--- Begin READING PASSAGE ---
Abjuration is the solemn repudiation, abandonment, or renunciation by or upon oath, often the renunciation of citizenship or some other right or privilege.  The term comes from the Latin abjurare, "to forswear".

Abjuration of the realm
Abjuration of the realm was a type of abjuration in ancient English law. The person taking the oath swore to leave the country directly and promptly, never to return to the kingdom unless by permission of the sovereign. This was often taken by fugitives who had taken sanctuary:

English Commonwealth
Near the start of the English Civil War, on 18 August 1643 Parliament passed "An Ordinance for Explanation of a former Ordinance for Sequestration of Delinquents Estates with some Enlargements." The enlargements included an oath which became known as the "Oath of Abjuration":

In 1656–7, it was reissued in what was for Catholics an even more objectionable form. Everyone was to be "adjudged a Papist" who refused this oath, and the consequent penalties began with the confiscation of two-thirds of the recusant's goods, and went on to deprive him of almost every civic right.

The Catholic Encyclopaedia makes the point that the oath and the penalties were so severe that it stopped the efforts of the Gallicanizing party among the English Catholics, who had been ready to offer forms of submission similar to the old oath of Allegiance, which was condemned anew about this time by Pope Innocent X.
--- End READING PASSAGE ---
--- Begin SUPPLIED RECORDS ---
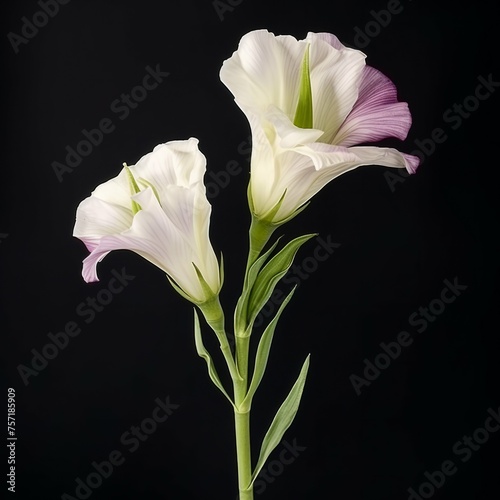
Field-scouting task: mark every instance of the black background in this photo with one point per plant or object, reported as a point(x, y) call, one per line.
point(397, 246)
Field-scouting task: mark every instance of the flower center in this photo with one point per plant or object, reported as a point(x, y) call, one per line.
point(304, 112)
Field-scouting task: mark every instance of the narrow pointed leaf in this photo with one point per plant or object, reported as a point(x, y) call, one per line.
point(269, 276)
point(283, 419)
point(202, 352)
point(263, 350)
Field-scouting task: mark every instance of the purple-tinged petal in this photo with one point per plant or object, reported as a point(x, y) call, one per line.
point(377, 113)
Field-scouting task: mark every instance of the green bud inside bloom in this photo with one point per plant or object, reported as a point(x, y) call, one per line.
point(134, 188)
point(304, 112)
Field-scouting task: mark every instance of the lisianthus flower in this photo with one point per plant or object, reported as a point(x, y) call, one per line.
point(157, 208)
point(309, 103)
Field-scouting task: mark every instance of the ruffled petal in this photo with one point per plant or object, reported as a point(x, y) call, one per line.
point(377, 113)
point(335, 79)
point(116, 191)
point(265, 70)
point(175, 163)
point(96, 218)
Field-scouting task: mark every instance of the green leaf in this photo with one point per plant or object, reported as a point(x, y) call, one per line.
point(263, 350)
point(202, 352)
point(304, 112)
point(269, 276)
point(283, 419)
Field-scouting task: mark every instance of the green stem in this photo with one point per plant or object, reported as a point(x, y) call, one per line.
point(242, 428)
point(242, 421)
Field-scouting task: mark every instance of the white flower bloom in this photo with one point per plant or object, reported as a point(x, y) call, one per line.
point(158, 209)
point(308, 103)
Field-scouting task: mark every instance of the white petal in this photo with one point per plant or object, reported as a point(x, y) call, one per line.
point(335, 79)
point(96, 218)
point(115, 191)
point(265, 70)
point(178, 163)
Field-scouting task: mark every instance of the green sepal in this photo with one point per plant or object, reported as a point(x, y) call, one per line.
point(282, 421)
point(146, 183)
point(263, 350)
point(180, 291)
point(304, 111)
point(269, 276)
point(203, 353)
point(240, 313)
point(134, 188)
point(209, 293)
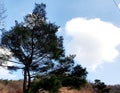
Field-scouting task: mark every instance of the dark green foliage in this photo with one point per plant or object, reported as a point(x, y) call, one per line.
point(100, 87)
point(51, 84)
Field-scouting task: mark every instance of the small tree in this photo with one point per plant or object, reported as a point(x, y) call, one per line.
point(34, 44)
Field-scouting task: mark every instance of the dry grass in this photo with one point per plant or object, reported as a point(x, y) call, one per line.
point(11, 87)
point(16, 87)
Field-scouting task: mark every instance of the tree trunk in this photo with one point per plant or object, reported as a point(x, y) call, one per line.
point(27, 80)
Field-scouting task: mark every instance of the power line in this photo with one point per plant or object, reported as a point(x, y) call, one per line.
point(116, 5)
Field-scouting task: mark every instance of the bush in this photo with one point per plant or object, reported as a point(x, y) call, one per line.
point(51, 84)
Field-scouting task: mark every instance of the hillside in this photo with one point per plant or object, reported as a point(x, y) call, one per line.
point(13, 86)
--- End SUPPLIED RECORDS ---
▶ _WHAT TO DO_:
1: List the nouns that the first sentence of the text on abjuration uses to define what abjuration is.
2: Continue the text on abjuration after its final sentence.

▶ _OUTPUTS FOR THE TASKS_:
1: repudiation, abandonment, renunciation

2:
Scotland

During The Killing Time of the 1680s an Abjuration Oath could be put to suspects where they were given the option to abjure or renounce their allegiances. The terms of the oath were deliberately designed to offend the consciences of the Presbyterian Covenanters. Those who would not swear "whether they have arms, or not" could be "immediately killed" by field trial "before two witnesses" on a charge of high treason. John Brown was included among those executed in this judicial process by John Graham (Bluidy Clavers) on 1 May 1685. The wives and children of such men could also be put out of their houses if they had spoken to the suspect or refused the oath themselves.

Great Britain and Ireland
In England (and after 1707 Great Britain) the Oath of Abjuration denied the royal title of James II's heirs (i.e. the direct Catholic descendant of the House of Stuart exiled after the Glorious Revolution in 1688).  In England, an Oath of Abjuration was taken by Members of Parliament, clergy, and laymen, pledging to support the current British monarch and repudiated the right of the Stuarts and other claimants to the throne. This oath was imposed under William III, George I and George III. It was superseded by the oath of allegiance.  In Ireland, the oath was imposed of state officeholders, teachers, lawyers, and on the clergy of the established church in from 1703, the following year it was on all Irish voters and from 1709 it could be demanded of any adult male by a magistrate.

Bilino Polje abjuration 

The Bilino Polje abjuration, also known as “Confessio Christianorum bosniensis”, was an act of alleged heresy abjuration by Bosnian clergy in presence of Ban Kulin and Giovanni da Casamari. It was signed by seven priors of the Bosnian Church, on 8 April 1203 at Bilino Polje field, near today town of Zenica, in Bosnia and Herzegovina. The same document was brought to Buda, in 30 April by Giovanni da Casamari, Ban Kulin and two abbots, where it was examined by Emeric, King of Hungary, and the high clergy.

The Netherlands
Another famous abjuration was brought about by the Plakkaat van Verlatinghe of July 26, 1581, the formal declaration of independence of the Low Countries from the Spanish king, Philip II. This oath was the climax of the Eighty Years' War (Dutch Revolt).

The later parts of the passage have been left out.